- _TASK INSTRUCTIONS_:
• a. In the passage on art and luxury, duplicate everything from "The proletarian’s criticism" down to "valued so disproportionately?".
• b. According to the passage on art and luxury, why can the seeming extravagance of art not be blamed on art itself? Answer in one to three sentences.
• c. Extend the passage on art and luxury, starting after its last sentence.

- _SUPPLIED PASSAGE_:
######
The traditional hostility between the philistine and the artist is offensive to reason, which would discover points of contact and reconciliation between all attitudes. One apparent place of meeting might seem to be just the worldling’s love of luxury itself. Luxury is a development of pleasure of sense beyond the necessary, paralleling the freedom and refinement of sensation in art. There is, moreover, a certain imaginative quality in reputation and glory, so well-prized by the worldling, which, as we shall see, is akin to the ideality of art. And yet both the imagination and the luxury of the worldling are usually lacking in one element essential to real kinship with the spirit of art–disinterestedness. The worldling’s dreams of glory are projections of ambition, his luxuries subtle stimulations of appetite or instruments of display, her self-adornment a fine self-exhibition or coquetry. The love of insight, the free emotion, the enjoyment of sensuous harmonies for their own sake, are lacking or subordinate. Glory and luxury are too often mere masks of ambition and appetite, and at best counterfeits of beauty. Nevertheless, the luxurious developments of ambition and appetite are ever on the verge of tending toward the aesthetic. For when ambition has no longer to struggle against the world and is satisfied, the imagination that served it may become free; and when appetite is cloyed, the instrumentalities of sensuous pleasure can find a new meaning as beautiful. Then the worldling becomes the patron of the artist and the two are reconciled. And all along this result was preparing. For instinct seldom completely dominates imagination and sensation; there is always some aesthetic freedom in the self-adornment and display of the wealthy. The absence of anxiety may release aesthetic interests that would have died in the struggle for existence; prosperity is often the herald of beauty.

The proletarian’s criticism of art is of unimpeachable sincerity, for when he talks of art as a luxury he speaks from the heart and in answer to bitter experience of want. There is a genuine element of moral indignation in his feeling that there must be something wrong with a public conscience that countenances, even glorifies extravagance, all the while that women slave and children die of underfeeding and neglect. This feeling is intensified when he compares the thousands paid for a single hour of a prima donna’s song or a playwright’s wit with his own yearly wage laboriously earned. What supreme worth does art possess that it should be valued so disproportionately?

Yet, sincere as this complaint is, it is largely misdirected; for art is not the extravagance which it may superficially seem to be. Most of the best art has been produced by poor men who never dreamed of the prices that would be paid for their work when they were old or after they were dead. And these prices represent no consumption of the labor and capital of the community, but only a transference of wealth from one man to another. Even when the artist is paid large sums for his picture or opera or play, these sums do not represent their real cost, but only what they can command in a market controlled by rich consumers. The real cost of genuine art is very small–only enough to maintain the artist in freedom for his work; for he would still produce without the incentive of large rewards. The seeming extravagance of art cannot, therefore, be blamed upon art itself, but upon the price system of modern capitalist economy. And this, of course, is clearly perceived by the “intellectual proletarians,” who are willing to accord to the artist a place of honor as fellow-worker and “comrade,” and direct their attacks, not upon him, but upon capitalism.
######
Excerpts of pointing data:
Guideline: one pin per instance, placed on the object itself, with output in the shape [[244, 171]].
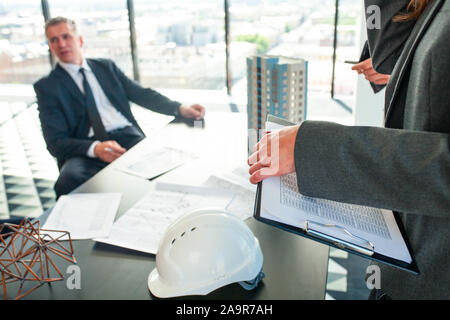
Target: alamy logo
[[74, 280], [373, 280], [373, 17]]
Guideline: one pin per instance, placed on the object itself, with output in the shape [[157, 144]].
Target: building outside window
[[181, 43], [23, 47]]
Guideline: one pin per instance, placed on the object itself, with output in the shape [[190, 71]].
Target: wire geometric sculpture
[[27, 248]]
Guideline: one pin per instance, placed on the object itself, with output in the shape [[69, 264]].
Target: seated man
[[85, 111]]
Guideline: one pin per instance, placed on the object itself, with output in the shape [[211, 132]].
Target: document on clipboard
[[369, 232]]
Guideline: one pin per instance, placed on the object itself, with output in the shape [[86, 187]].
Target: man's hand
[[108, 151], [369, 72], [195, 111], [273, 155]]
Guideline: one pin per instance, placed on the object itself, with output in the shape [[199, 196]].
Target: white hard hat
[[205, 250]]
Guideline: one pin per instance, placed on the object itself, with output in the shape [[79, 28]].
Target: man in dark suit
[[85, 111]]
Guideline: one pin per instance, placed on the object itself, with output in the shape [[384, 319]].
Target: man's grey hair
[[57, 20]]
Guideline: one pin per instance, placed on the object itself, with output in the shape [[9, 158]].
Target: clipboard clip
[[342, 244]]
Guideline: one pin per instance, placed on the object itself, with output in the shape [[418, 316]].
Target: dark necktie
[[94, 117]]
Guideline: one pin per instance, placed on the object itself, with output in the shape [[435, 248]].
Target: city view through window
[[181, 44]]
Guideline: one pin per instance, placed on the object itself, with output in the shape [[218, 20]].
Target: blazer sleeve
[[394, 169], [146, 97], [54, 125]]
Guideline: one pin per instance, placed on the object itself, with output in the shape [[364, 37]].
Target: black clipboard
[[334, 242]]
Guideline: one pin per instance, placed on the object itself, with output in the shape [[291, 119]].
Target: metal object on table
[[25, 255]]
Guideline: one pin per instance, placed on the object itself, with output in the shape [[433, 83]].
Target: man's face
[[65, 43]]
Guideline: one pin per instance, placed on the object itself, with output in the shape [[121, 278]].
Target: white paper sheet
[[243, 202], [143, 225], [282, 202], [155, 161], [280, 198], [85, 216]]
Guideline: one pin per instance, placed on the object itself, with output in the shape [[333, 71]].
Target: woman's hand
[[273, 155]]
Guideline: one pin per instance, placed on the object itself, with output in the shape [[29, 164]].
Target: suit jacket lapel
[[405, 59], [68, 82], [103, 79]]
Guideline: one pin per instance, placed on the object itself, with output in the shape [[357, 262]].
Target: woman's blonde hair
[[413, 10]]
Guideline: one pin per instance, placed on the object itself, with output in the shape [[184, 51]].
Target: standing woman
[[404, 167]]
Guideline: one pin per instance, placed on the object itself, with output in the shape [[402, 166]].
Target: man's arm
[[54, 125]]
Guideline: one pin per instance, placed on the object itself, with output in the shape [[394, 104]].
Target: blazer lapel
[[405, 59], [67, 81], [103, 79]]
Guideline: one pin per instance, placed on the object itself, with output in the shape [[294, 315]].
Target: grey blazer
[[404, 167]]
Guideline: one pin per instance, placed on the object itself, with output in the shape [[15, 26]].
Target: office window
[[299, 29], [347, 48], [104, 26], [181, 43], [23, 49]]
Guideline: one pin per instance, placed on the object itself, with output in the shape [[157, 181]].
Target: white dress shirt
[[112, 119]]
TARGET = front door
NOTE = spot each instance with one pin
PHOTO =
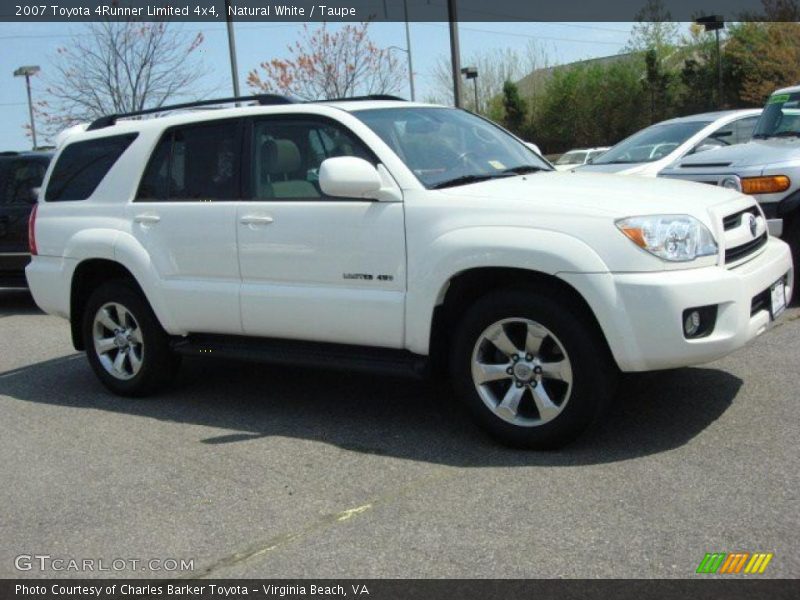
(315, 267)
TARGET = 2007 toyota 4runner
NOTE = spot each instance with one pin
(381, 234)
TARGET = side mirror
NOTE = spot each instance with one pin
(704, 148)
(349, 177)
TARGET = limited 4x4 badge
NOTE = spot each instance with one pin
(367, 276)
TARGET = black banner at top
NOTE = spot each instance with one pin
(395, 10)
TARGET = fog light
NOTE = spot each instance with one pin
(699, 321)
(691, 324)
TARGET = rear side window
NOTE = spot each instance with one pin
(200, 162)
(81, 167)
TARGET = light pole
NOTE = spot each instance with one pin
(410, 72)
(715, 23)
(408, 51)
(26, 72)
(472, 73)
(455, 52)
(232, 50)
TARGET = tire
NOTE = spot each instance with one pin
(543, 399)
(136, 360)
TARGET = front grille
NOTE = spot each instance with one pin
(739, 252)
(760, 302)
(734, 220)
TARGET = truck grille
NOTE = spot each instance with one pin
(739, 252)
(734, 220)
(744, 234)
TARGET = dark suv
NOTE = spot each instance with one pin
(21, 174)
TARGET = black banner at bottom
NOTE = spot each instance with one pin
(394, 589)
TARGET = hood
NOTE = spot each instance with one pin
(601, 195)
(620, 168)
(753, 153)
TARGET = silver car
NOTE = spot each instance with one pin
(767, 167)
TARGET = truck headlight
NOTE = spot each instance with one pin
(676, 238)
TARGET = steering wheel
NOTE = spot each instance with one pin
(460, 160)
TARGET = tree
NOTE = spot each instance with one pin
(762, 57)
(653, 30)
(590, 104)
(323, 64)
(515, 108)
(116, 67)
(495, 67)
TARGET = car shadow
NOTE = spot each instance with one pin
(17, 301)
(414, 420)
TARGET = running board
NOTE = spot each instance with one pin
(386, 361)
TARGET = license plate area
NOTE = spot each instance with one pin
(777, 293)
######
- _RESPONSES IN ORDER_:
• a.
The proletarian’s criticism of art is of unimpeachable sincerity, for when he talks of art as a luxury he speaks from the heart and in answer to bitter experience of want. There is a genuine element of moral indignation in his feeling that there must be something wrong with a public conscience that countenances, even glorifies extravagance, all the while that women slave and children die of underfeeding and neglect. This feeling is intensified when he compares the thousands paid for a single hour of a prima donna’s song or a playwright’s wit with his own yearly wage laboriously earned. What supreme worth does art possess that it should be valued so disproportionately?

• b. The real cost of genuine art is very small, only enough to keep the artist free for his work, since he would produce even without large rewards. The large sums paid reflect what a work can command in a market controlled by rich consumers and are only a transfer of wealth from one man to another. The blame therefore belongs to the price system of modern capitalist economy.

• c.
There is, however, a deeper root to the proletarian’s grievance against the artist–the feeling that the moral principle of mutuality is violated in their relationship. The workman plows for him, cooks for him, builds for him, spins for him, but what does he do in return? He paints pictures, makes statues, writes novels or poems or plays or sonatas which the workman has neither the leisure nor the education to enjoy. The money paid by the artist to the artisan represents nothing which the former rightfully owns or can give, but only a claim to the labor of other men, enforced by the system of wage-economy. Of course, not only art but all speculation, all pure science and disinterested historical knowledge, is subject to this criticism. And such criticism is no longer purely academic, for to-day there exist large masses of men in every community determined to bring about a “world dictatorship of the proletariat” based on just this principle of mutuality in the relations of men. Is this principle itself rational, and would art survive in a regime which embodied it? These, I repeat, are no longer speculative, but intensely practical problems.

Those who fear for art in a society where the process of democratization should go to its extreme limit of development point to the moving picture, the cheap magazine story and novel, the vaudeville and “musical” comedy, as a hint of what to expect. These, they will say, are the popular forms of art, to the production of which the artist would have to devote his time and skill in return for subsistence. Under the present system the people get what they want, but in a proletarian state nobody would be allowed to get anything else.

Of course, as to what would happen in a workers’ republic, were it ever constituted, we can only speculate; but where we cannot know, there hope has an equal chance with fear. We have the single example of the Russian experiment from which to make inferences, the general validity of which is seriously limited by the peculiarities of the Russian nature and situation. But there, at any rate, we do know that efforts have been made to advance general education, to bring the classic literature within reach of the masses, and to encourage opera and drama. In Russia, at all events, the leaders of the revolutionary movement have sought rather to destroy what they believe to be a monopoly of culture than culture itself; and in England also they have a similar aim.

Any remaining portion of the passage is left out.